# [TASK]
Repeat word for word everything in the gasoline rationing text below, from "Lest we think" down to "World War II.".

To further decrease the rubber demand, no new cars were manufactured after January 1, 1942, while all automobile racing ceased. There was no Indianapolis 500 from 1942 through 1945.

We should take comfort that Americans 80 years ago didn’t like the idea of going without gasoline any more than we do now. The government first tried making gasoline rationing voluntary in the early months of 1942, and that worked out about as well as you’d imagine.

So on May 15, 1942–ironically, 79 years ago this week—gasoline rationing began in 17 Eastern states and was in effect in all 48 states by the end of the year.

How did it work? Local rationing boards—over 5,000 of them across the country—oversaw the process and reported to the Office of Price Administration (known as the OPA) in Washington. Depending on your job, you received a colored sticker or card with a letter printed on it that you then placed on your windshield.

Most Americans got “A” cards, signifying the lowest priority and only 3 to 4 gallons of gas a week. Those in the military and industry got “B” stickers and up to 8 gallons a week. Doctors and others deemed essential to the war effort received “C” stickers, truckers got “T,” while those deemed most essential—clergy, police, firemen, mail carriers, and civil defense workers, got the coveted “X” stickers and unlimited gasoline. It didn’t take long for most Americans to start referring to the OPA derisively as “Only a Puny A-card.” 

Lest we think the Greatest Generation was somehow more virtuous, it’s worth noting that there was a brisk underground market for upgrading one’s sticker for the right price. Rationing stamp books were also bought and sold illegally for those who found it hard to get things like sugar, meat, flour, and tobacco. And it won’t surprise you that 200 Congressmen tried to give themselves “X” stickers, but the ensuing outrage cancelled that idea, even without Twitter. Some things never change.

Thinking about all of this as I watched people lining up at Racetrac to panic buy before the last drop of fuel disappeared from the planet—or until the Colonial Pipeline flows once again—I couldn’t help but wonder how contemporary Americans would react to being asked for the kind of sacrifice that prevailed in World War II.

In our highly polarized country where distrust of the government is legion, it’s a given that gas-rationing would become highly politicized. One can imagine local rationing boards in some states simply refusing to meet, refusing to limit the amount of gas to people in their communities, and inviting their residents to drive down to the local QT and demand a full tank, regardless of their sticker. Gas equals freedom!! Let’s pause for a moment to imagine the viral videos of confrontations between gas sellers and consumers that would roil the Internet. Can you envision NASCAR shutting down or Americans going without new cars for three years?

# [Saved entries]
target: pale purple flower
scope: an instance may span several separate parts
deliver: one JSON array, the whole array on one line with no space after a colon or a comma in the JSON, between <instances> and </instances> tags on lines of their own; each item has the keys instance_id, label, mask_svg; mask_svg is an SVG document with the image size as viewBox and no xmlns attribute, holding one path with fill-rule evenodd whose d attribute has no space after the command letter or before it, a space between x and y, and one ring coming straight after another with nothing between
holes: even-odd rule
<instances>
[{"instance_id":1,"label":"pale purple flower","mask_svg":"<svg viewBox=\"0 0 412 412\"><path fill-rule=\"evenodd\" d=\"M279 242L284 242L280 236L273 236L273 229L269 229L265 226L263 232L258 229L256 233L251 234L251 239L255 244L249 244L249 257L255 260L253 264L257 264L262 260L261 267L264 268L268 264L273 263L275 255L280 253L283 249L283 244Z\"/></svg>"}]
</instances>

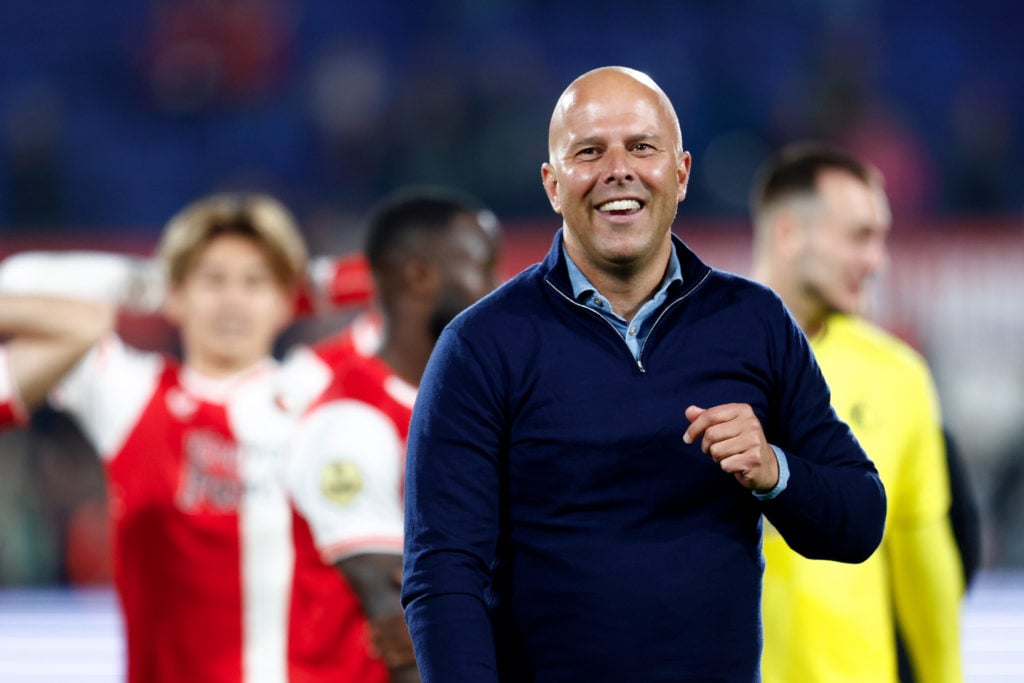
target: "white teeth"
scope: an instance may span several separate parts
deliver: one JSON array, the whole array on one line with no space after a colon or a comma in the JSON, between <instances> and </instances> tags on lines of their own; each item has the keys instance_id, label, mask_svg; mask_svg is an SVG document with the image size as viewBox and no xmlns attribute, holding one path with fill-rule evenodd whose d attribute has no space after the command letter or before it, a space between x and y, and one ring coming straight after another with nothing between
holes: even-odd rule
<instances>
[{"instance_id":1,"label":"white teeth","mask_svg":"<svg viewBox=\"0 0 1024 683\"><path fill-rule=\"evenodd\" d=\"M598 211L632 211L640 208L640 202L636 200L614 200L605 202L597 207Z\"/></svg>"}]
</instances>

# [YOUR SOLUTION]
Lest we think the Greatest Generation was somehow more virtuous, it’s worth noting that there was a brisk underground market for upgrading one’s sticker for the right price. Rationing stamp books were also bought and sold illegally for those who found it hard to get things like sugar, meat, flour, and tobacco. And it won’t surprise you that 200 Congressmen tried to give themselves “X” stickers, but the ensuing outrage cancelled that idea, even without Twitter. Some things never change.

Thinking about all of this as I watched people lining up at Racetrac to panic buy before the last drop of fuel disappeared from the planet—or until the Colonial Pipeline flows once again—I couldn’t help but wonder how contemporary Americans would react to being asked for the kind of sacrifice that prevailed in World War II.